▸ About this task: Check each line of the listing for the word "where" and report the ones that have it.

▸ Data shown:
* * * * * * * * *
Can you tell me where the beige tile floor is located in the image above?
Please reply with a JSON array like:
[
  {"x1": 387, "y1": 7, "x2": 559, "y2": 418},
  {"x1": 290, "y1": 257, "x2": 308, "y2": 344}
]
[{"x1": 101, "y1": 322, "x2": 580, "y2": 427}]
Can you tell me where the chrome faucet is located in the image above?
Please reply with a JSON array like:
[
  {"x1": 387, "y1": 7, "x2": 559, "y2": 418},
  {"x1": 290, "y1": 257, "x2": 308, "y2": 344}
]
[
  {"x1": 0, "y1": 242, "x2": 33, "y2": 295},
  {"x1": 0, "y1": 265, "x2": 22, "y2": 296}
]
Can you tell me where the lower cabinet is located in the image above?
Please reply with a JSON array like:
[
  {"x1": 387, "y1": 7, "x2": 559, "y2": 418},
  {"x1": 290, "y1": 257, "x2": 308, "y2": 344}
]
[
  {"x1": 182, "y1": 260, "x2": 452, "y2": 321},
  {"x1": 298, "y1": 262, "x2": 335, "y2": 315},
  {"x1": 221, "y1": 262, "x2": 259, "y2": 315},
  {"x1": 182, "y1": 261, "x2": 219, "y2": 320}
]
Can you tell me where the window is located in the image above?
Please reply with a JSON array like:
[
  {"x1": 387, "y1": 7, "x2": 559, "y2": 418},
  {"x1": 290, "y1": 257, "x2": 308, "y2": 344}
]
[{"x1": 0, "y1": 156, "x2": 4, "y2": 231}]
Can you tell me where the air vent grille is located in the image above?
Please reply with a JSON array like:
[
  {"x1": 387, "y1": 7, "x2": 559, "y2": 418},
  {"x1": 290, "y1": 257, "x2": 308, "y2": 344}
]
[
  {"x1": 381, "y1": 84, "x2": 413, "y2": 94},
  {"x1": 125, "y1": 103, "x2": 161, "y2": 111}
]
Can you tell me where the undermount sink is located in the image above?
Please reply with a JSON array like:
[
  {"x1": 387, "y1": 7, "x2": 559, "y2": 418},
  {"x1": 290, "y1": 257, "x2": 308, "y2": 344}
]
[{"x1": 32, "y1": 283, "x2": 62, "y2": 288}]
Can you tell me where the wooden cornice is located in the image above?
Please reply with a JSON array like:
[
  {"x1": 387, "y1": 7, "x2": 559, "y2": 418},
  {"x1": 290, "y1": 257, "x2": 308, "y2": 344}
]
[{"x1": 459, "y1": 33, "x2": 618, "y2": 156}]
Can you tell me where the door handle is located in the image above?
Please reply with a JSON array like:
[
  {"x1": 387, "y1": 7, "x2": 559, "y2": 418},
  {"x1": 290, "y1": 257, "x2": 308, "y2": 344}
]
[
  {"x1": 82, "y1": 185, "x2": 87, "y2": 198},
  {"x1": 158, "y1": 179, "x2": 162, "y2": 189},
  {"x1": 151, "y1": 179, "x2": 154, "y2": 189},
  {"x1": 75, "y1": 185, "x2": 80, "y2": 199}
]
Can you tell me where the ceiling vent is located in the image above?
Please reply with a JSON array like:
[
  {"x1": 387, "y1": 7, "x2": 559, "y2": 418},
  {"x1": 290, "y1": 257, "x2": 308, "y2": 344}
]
* * * * * * * * *
▸ Response below:
Can you tell me where the beige tile floor is located in the image above?
Can you tell me where the chrome faucet is located in the image above?
Can you tell me where the lower cabinet is located in the image above?
Can you tell me where the window is located in the image above?
Can you tell me where the air vent grille is located in the image above?
Can you tell me where the undermount sink is located in the image above?
Can you tell me where the wooden cornice is located in the image above?
Can you tell me where the door handle is located in the image above?
Can you tell me where the ceiling vent is located in the image above?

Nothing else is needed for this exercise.